• **What you are asked to do**: From the line bearing "Target: thatched roof hut" down to the final line of the records below, give every line again exactly and add nothing.

==== Available data

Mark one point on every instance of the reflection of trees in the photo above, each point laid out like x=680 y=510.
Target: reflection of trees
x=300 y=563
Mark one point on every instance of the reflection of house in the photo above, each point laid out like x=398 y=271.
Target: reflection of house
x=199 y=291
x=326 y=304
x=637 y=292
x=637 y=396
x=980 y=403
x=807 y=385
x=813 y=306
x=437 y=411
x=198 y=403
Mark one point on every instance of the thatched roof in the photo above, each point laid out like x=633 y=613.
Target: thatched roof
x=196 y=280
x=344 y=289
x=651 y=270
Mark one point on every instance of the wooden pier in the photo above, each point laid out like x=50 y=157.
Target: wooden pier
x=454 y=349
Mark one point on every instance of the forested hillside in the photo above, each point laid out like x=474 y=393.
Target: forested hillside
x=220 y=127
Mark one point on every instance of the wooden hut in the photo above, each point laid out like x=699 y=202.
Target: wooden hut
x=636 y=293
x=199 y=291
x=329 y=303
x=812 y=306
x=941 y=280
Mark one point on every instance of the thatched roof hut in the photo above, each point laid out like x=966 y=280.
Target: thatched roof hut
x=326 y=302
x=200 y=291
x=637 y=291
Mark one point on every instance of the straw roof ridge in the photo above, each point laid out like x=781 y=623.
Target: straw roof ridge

========

• **Expected answer**:
Target: thatched roof hut
x=326 y=302
x=200 y=291
x=637 y=291
Mark one point on every instance of the straw roof ridge in the photo above, each point laid out like x=781 y=623.
Target: straw roof ridge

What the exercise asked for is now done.